▶ Problem requirements
Write out again only the records from the line with "of the crusty" up to and including the line with "[[717, 160], [490, 513], [779, 208], [524, 440]]", keeping every request line as it is. Rescale each x and y coordinate in the answers by multiplying it by 2.6 and rounding to a whole number, with halves rounded up.

### Given information

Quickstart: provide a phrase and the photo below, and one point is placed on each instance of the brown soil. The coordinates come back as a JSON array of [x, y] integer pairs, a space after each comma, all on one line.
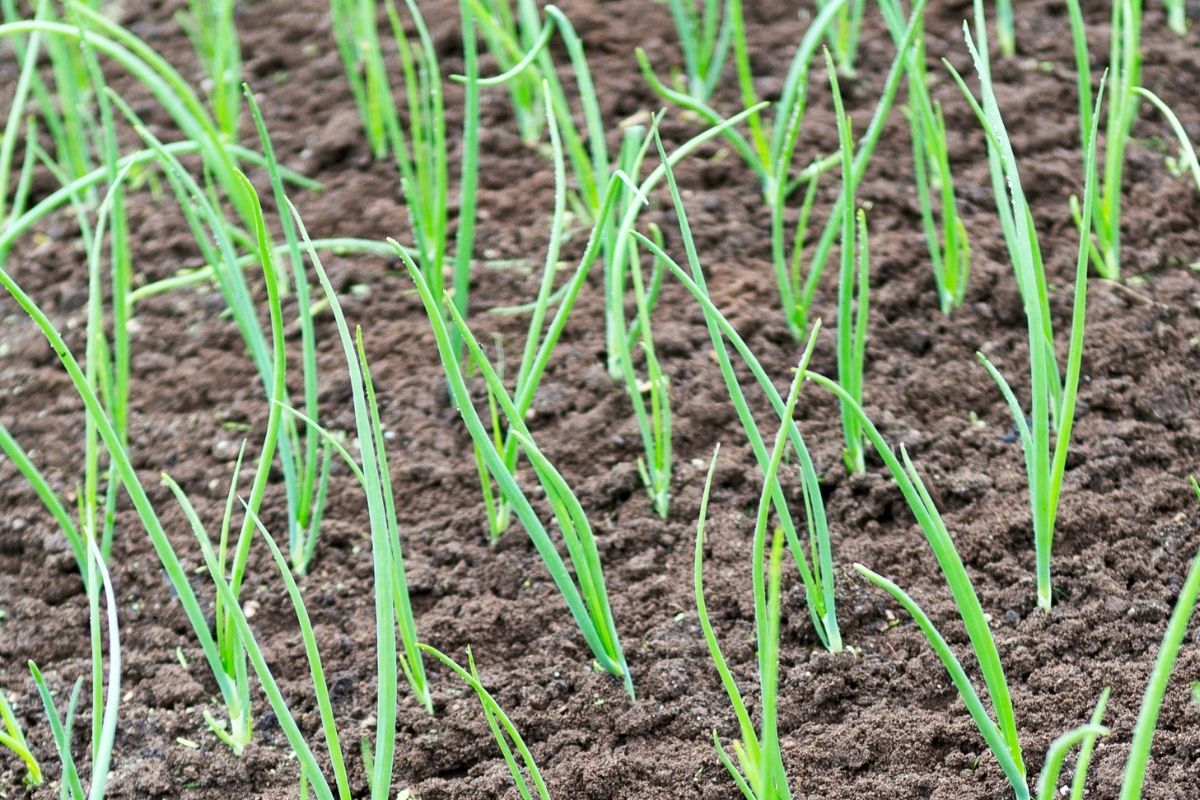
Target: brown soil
[[877, 721]]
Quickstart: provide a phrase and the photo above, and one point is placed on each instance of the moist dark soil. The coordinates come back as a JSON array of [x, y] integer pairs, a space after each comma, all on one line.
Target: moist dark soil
[[877, 720]]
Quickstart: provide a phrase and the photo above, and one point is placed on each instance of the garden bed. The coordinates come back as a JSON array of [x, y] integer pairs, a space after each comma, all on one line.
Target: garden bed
[[877, 720]]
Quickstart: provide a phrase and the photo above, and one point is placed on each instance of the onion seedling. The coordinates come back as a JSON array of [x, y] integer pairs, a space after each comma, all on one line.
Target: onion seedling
[[1006, 28], [509, 34], [949, 252], [997, 725], [759, 768], [393, 605], [148, 67], [228, 639], [543, 337], [501, 726], [12, 738], [420, 149], [771, 158], [591, 164], [843, 40], [107, 692], [299, 459], [769, 151], [587, 151], [63, 101], [586, 595], [94, 409], [1125, 74], [1176, 16], [1156, 689], [853, 287], [210, 26], [1053, 397], [815, 565], [1187, 158], [705, 29]]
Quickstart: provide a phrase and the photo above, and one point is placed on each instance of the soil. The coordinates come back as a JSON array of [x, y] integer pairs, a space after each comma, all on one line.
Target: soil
[[879, 720]]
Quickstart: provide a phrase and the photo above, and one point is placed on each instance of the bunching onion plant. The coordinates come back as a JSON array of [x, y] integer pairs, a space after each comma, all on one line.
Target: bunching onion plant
[[1123, 76], [417, 139], [1177, 16], [814, 558], [623, 198], [853, 287], [757, 764], [12, 739], [390, 591], [585, 593], [592, 166], [509, 34], [997, 725], [304, 464], [843, 37], [705, 29], [210, 26], [1053, 391], [949, 251], [502, 728], [771, 149], [106, 692], [1187, 157]]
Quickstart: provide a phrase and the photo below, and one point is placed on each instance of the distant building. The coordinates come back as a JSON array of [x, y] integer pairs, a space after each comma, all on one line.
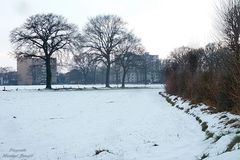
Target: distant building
[[32, 71]]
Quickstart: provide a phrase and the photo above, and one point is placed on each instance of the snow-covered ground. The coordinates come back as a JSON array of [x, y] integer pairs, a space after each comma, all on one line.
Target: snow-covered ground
[[117, 124]]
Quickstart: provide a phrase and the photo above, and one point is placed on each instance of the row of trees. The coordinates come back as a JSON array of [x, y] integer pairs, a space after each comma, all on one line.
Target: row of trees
[[210, 74], [105, 40], [144, 69]]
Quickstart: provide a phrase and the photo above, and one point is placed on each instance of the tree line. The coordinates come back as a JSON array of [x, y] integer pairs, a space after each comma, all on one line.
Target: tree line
[[210, 74], [104, 41]]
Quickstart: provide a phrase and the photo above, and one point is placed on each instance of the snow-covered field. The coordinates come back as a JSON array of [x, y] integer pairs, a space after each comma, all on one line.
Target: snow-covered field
[[117, 124]]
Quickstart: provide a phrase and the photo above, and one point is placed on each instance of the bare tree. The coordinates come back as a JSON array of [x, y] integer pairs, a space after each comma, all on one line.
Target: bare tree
[[102, 35], [44, 36], [128, 54], [85, 62]]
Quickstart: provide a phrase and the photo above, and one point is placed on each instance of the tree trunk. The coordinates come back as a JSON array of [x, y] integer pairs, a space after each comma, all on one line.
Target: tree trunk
[[48, 73], [123, 78], [108, 73]]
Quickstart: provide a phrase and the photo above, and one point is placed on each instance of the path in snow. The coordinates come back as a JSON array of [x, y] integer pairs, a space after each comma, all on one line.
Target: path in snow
[[131, 124]]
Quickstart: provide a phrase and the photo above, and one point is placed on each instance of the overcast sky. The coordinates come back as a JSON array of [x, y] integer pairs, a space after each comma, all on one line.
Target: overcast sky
[[161, 24]]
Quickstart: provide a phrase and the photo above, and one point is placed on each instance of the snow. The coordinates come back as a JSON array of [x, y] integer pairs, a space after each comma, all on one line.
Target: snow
[[126, 124]]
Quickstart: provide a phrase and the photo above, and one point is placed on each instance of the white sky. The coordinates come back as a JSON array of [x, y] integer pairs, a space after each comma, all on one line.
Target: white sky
[[161, 24]]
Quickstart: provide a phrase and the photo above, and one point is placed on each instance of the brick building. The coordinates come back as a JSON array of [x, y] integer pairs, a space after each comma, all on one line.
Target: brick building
[[32, 71]]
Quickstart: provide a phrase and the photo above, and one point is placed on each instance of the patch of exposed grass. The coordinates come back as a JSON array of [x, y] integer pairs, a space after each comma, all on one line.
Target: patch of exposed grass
[[222, 117], [204, 126], [97, 152], [231, 121], [217, 138], [205, 155], [234, 141], [199, 120], [169, 100], [209, 135]]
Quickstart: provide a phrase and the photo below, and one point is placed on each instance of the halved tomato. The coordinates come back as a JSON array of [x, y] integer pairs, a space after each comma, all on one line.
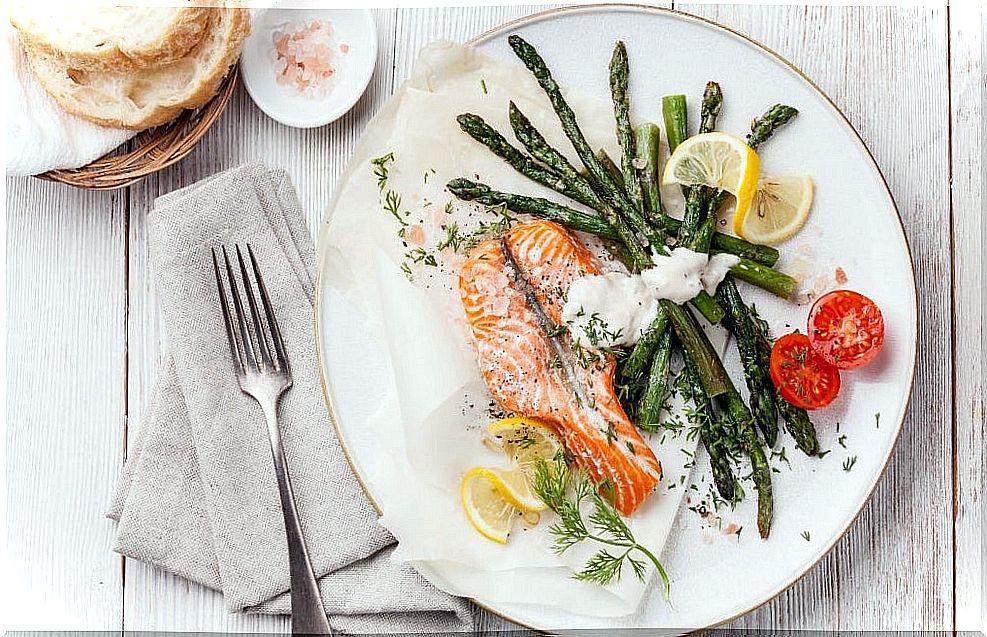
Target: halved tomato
[[803, 378], [846, 328]]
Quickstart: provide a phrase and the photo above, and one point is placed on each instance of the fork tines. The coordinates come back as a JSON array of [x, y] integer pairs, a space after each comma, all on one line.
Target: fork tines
[[255, 340]]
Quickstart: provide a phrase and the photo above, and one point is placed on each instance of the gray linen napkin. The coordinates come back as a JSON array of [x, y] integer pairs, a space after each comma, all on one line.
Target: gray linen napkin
[[198, 497]]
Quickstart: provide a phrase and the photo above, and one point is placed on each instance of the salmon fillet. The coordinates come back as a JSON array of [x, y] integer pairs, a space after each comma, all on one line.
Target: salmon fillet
[[512, 302]]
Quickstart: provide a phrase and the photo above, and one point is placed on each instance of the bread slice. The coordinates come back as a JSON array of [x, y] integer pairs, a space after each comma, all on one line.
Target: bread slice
[[151, 96], [94, 37]]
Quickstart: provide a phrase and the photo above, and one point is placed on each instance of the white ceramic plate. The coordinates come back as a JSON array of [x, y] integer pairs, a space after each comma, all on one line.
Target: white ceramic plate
[[354, 30], [854, 225]]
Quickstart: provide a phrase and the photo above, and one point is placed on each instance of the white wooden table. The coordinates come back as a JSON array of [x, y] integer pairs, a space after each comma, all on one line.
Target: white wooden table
[[84, 334]]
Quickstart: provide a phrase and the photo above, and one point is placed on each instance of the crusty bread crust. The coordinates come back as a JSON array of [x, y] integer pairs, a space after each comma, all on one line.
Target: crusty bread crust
[[187, 28], [52, 71]]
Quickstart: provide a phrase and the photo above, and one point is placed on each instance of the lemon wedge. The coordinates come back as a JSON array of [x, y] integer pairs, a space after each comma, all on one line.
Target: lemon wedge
[[524, 440], [719, 161], [779, 209], [490, 513], [493, 497]]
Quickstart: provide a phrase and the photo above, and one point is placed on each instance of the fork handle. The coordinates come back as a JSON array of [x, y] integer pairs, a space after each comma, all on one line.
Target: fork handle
[[308, 616]]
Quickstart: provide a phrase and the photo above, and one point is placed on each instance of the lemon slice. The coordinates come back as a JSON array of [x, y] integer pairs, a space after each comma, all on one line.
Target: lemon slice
[[717, 160], [490, 513], [779, 208], [524, 440]]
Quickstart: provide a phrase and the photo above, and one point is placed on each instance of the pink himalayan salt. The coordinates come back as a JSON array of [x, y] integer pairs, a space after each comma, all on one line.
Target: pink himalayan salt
[[306, 57]]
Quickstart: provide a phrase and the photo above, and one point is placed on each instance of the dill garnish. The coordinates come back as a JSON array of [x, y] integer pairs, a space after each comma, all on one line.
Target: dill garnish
[[392, 204], [553, 483], [382, 169]]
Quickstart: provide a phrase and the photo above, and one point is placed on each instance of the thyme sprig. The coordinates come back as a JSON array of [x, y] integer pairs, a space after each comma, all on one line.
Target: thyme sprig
[[553, 483]]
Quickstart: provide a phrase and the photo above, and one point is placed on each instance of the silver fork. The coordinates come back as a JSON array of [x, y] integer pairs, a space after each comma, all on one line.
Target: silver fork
[[263, 372]]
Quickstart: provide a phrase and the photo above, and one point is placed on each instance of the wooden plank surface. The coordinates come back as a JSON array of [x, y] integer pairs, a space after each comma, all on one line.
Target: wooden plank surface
[[65, 352], [968, 30], [899, 548], [76, 260]]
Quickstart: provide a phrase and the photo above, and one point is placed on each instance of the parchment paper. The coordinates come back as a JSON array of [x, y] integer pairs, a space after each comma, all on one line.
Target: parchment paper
[[435, 411]]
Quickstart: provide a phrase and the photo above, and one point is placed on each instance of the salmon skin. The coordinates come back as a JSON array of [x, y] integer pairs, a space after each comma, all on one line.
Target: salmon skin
[[513, 290]]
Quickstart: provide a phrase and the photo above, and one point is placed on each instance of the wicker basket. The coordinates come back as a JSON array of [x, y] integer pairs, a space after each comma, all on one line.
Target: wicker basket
[[153, 149]]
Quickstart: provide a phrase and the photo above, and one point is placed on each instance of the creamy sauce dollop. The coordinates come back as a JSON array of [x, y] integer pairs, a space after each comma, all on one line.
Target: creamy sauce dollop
[[615, 309]]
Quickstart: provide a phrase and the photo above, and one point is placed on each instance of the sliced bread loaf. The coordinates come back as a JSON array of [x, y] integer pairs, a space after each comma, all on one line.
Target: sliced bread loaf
[[146, 97], [110, 38]]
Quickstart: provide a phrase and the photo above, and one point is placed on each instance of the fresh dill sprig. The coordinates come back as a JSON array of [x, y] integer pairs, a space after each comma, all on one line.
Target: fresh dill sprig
[[392, 204], [382, 169], [553, 483]]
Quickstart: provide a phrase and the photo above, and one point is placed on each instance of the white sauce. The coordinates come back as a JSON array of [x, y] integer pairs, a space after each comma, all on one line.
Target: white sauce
[[615, 309], [716, 270]]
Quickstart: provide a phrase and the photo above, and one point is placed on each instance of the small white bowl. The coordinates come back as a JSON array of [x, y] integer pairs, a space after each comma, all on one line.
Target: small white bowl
[[353, 27]]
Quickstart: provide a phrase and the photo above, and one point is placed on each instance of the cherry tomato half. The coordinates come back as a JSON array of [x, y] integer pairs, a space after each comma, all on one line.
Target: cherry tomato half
[[846, 328], [803, 378]]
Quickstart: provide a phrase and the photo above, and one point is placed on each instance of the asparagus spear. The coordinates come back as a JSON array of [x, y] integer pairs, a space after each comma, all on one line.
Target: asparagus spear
[[610, 190], [778, 283], [761, 471], [713, 433], [653, 399], [762, 390], [637, 361], [619, 74], [712, 375], [472, 191], [535, 143], [611, 166], [647, 138], [482, 132], [697, 197], [533, 140], [710, 109], [673, 110], [763, 127], [544, 208], [715, 382]]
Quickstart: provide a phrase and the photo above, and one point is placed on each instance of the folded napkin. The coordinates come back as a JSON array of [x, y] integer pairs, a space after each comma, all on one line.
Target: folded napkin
[[38, 134], [198, 496]]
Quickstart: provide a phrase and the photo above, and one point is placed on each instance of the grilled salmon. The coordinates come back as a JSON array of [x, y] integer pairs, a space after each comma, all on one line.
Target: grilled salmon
[[513, 290]]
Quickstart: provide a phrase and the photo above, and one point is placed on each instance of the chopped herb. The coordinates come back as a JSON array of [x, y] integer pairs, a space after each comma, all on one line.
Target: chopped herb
[[558, 330], [382, 169], [420, 255], [453, 239], [781, 456]]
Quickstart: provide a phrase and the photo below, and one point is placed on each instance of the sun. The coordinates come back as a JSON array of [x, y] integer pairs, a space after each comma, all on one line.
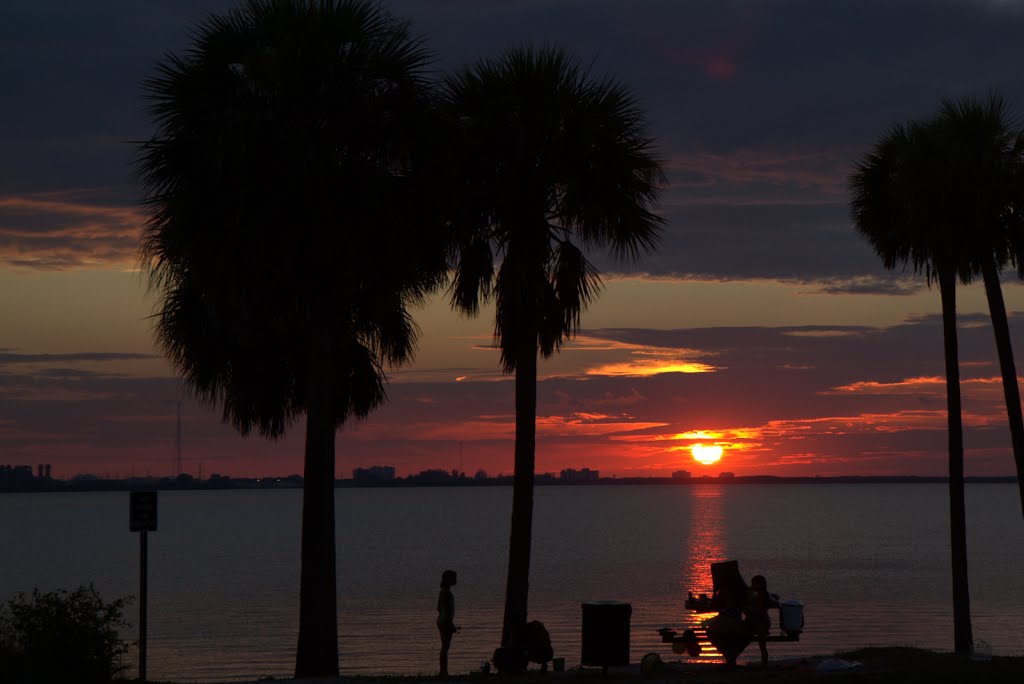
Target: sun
[[706, 455]]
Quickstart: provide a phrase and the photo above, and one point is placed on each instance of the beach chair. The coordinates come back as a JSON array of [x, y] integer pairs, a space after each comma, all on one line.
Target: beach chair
[[725, 634]]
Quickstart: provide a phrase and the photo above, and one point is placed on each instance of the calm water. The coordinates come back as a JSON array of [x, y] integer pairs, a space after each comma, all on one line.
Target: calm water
[[870, 562]]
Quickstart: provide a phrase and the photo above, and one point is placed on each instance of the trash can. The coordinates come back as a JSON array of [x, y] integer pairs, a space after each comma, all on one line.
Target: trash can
[[606, 633]]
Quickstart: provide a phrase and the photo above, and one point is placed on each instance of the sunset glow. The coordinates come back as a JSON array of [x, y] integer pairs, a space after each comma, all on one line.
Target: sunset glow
[[707, 455]]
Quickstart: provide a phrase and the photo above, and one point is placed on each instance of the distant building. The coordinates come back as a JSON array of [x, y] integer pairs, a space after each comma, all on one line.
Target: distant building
[[585, 475], [373, 474]]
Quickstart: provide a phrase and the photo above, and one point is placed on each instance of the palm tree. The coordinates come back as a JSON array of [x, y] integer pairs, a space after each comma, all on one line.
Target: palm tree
[[985, 156], [900, 197], [549, 162], [282, 180]]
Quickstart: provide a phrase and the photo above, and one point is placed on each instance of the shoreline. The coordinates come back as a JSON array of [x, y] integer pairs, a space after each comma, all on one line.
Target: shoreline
[[885, 665]]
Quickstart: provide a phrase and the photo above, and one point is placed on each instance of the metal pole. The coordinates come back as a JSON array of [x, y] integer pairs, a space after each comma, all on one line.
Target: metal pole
[[143, 553]]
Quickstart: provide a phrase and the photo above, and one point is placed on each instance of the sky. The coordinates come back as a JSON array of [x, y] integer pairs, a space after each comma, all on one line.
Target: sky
[[763, 325]]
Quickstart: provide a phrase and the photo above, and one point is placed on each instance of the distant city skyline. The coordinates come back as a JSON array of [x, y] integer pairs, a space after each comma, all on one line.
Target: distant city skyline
[[763, 325]]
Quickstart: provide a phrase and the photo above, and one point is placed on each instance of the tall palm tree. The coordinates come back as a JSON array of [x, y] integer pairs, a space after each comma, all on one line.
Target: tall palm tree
[[985, 158], [549, 162], [900, 197], [282, 180]]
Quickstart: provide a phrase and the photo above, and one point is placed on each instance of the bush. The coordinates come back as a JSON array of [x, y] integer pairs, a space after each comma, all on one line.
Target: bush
[[62, 636]]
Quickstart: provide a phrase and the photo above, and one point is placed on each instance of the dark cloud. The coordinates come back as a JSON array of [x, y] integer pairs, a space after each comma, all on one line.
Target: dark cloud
[[796, 399], [13, 356], [759, 109]]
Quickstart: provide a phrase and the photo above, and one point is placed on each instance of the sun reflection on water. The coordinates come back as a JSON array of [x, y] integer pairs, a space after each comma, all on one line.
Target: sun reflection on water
[[706, 546]]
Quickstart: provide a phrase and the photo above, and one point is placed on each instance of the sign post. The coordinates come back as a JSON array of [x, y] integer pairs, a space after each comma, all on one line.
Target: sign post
[[142, 518]]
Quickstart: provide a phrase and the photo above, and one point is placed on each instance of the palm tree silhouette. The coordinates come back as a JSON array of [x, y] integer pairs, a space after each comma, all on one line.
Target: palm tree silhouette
[[985, 156], [549, 162], [916, 205], [282, 181]]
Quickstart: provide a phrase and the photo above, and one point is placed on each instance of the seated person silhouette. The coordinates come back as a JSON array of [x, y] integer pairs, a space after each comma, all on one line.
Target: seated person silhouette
[[727, 632]]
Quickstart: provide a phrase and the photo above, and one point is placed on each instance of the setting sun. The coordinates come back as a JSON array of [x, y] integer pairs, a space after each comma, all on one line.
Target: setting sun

######

▶ The solution
Quickstart: provide a phrase and the photo above, and one point is placed on each instance of the crusty bread crust. The coordinates come back as a JSON array of [x, y] integer pairs, a space after each comma, all on one line.
Target: crusty bread crust
[[486, 73], [135, 185]]
Quickstart: provide a phrase and the photo above, and one point is placed on each instance of the lemon wedge. The coordinates come back as a JSON array of [x, y] integer pairs, a space after each comma, all on one line.
Target: lemon wedge
[[1362, 1144], [1869, 419], [2025, 543], [1274, 1334], [1282, 1292]]
Quickstart: provide a phrase and the photo above, and one point is placed on each instance of the fork handle. The coordinates come back as a JSON array of [x, y] integer pairs, a space after each comma, all on one line.
Target: fork handle
[[801, 1602]]
Quickstart: provide a phrase and the photo above, and one point is placed on each instance of the lemon slice. The coordinates come back as a JSON array of [x, y] integer pairs, a space after each comma, all on one line.
Target: lemon slice
[[1864, 416], [1274, 1334], [2025, 541], [1362, 1144]]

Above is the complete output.